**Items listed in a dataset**
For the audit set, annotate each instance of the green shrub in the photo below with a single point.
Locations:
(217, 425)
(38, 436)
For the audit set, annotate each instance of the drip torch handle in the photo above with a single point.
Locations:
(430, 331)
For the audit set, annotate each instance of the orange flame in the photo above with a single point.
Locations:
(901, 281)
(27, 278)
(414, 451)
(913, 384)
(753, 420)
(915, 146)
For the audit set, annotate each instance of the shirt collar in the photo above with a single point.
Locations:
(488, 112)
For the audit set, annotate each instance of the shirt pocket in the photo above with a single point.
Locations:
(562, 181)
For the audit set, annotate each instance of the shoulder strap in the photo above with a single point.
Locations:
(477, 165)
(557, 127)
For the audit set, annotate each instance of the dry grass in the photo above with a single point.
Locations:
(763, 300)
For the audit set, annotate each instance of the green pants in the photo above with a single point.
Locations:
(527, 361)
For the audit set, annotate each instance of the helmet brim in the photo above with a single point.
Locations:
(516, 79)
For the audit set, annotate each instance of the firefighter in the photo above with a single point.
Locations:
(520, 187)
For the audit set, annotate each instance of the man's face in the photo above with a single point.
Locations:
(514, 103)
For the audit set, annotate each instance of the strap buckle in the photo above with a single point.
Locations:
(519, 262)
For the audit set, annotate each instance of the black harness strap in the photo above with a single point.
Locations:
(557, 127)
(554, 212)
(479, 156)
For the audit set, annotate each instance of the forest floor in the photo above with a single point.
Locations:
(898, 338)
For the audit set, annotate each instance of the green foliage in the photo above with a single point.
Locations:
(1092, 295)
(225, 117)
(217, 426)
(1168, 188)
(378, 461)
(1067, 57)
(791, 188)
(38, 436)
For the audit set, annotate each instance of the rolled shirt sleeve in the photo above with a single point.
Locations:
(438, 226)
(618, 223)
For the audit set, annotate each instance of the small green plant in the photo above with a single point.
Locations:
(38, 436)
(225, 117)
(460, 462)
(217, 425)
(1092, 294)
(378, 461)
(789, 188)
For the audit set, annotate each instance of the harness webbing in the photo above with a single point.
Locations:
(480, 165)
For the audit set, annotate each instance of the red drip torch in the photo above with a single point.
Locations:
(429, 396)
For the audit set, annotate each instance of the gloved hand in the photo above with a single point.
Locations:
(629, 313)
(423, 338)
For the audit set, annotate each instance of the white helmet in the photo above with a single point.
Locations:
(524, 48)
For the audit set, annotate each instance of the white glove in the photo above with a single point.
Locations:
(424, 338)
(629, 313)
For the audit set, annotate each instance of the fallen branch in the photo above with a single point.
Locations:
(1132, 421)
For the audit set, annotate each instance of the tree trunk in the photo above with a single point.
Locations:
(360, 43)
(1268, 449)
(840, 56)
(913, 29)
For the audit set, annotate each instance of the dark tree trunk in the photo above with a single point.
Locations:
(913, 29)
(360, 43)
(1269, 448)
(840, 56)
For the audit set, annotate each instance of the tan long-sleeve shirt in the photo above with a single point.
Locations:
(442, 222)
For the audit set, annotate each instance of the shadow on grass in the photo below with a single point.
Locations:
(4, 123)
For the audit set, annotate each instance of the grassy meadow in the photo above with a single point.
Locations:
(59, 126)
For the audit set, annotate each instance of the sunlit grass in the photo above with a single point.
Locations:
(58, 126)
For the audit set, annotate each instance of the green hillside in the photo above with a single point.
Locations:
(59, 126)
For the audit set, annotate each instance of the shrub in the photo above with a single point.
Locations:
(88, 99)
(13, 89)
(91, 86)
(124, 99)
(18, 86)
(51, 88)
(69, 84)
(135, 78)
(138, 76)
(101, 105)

**Problem details**
Could you reproduce every record above exactly as it stands?

**Result for this exercise**
For the audit set, annotate each instance of the green shrub in the photo below with a single point.
Locations:
(217, 425)
(38, 436)
For the audit set, annotate each instance of the drip torch handle in the photo above with a single point.
Locations:
(430, 331)
For the audit set, annotate each instance of the orange flame in the photo above with a single point.
Locations:
(901, 281)
(27, 278)
(414, 451)
(913, 384)
(753, 420)
(915, 146)
For the audit set, annotate each instance of the shirt collar in the photo above with a single point.
Locations:
(488, 112)
For the audit set, annotate each instance of the shirt pocket in the photo above with a single point.
Locations:
(562, 181)
For the audit set, annotate each instance of the shoulder strap in the photo above with a single point.
Locations:
(477, 165)
(557, 127)
For the audit set, annotate each instance of the dry grass in the photo above with a single point.
Locations:
(763, 300)
For the audit set, annotate each instance of the green pants in the photo above with a single point.
Locations:
(527, 361)
For the audit set, annotate each instance of the helmet brim in the photo above with a single point.
Locations:
(516, 79)
For the audit set, annotate each instance of the firefighter in the photo above with a single point.
Locations:
(520, 187)
For the audit set, annotate each instance of the man's face in the photo above with a single point.
Locations:
(514, 103)
For the audit set, annotate each instance of the strap buckle in the photo above with a single point.
Locations:
(519, 262)
For the audit set, annotate each instance of the black harness strap in the photo above with a single point.
Locations:
(557, 127)
(554, 212)
(479, 156)
For the audit set, annotate each instance of the forest floor in the photo above with a single point.
Locations:
(898, 338)
For the audit set, annotate each instance of the green foliage in the photo above with a single point.
Locations:
(1092, 295)
(225, 117)
(217, 426)
(1168, 188)
(378, 461)
(1067, 57)
(791, 188)
(38, 436)
For the audit set, annotate each instance of the rolled shirt sleeve in the photo above with a single point.
Locations:
(438, 226)
(618, 223)
For the audit set, annotate each instance of the small green plant in the photo above with a single point.
Locations:
(38, 436)
(225, 117)
(460, 462)
(217, 425)
(1092, 294)
(378, 461)
(789, 188)
For the audit set, annotate each instance of the harness webbing in the photo above with a single point.
Locations:
(480, 165)
For the audit set, annotate each instance of the red drip torch in the photo above with a single point.
Locations:
(429, 396)
For the audit set, annotate each instance of the gloved hand in the photo above with a single point.
Locations:
(629, 313)
(423, 338)
For the audit set, annotate each instance of the white helmet in the photo above with a single point.
Locations:
(524, 48)
For the audit set, annotate each instance of the white glove in the photo above with a single point.
Locations:
(424, 338)
(629, 313)
For the audit set, annotate each instance of the fallen branch in the photo above with a single point.
Locations:
(1132, 421)
For the audit set, annotate each instance of the tree trunk in the photo above with a single point.
Locations:
(360, 43)
(1268, 449)
(840, 56)
(913, 29)
For the audit set, annotate each instance of the dark tree trunk in the photo above with a single point.
Locations:
(913, 29)
(360, 43)
(1269, 448)
(840, 56)
For the audit set, annotate each instance of the tan long-sleeve shirt in the photo above with a single point.
Locations:
(442, 222)
For the audit set, annotate each instance of the shadow on grass in the photo below with a single point.
Locations:
(4, 123)
For the audit set, annotate each instance of the grassy meadow in the photo above with a single point.
Locations:
(59, 126)
For the audit set, annotate each instance of the sunlit grass in the photo above with a single point.
Locations:
(58, 126)
For the audit set, annotate each instance of the green hillside in the photo above with a single point.
Locations:
(59, 126)
For the audit set, annotate each instance of the shrub in the photo above with a single point.
Locations:
(88, 99)
(13, 89)
(91, 86)
(124, 99)
(18, 86)
(51, 88)
(69, 84)
(135, 78)
(138, 76)
(101, 105)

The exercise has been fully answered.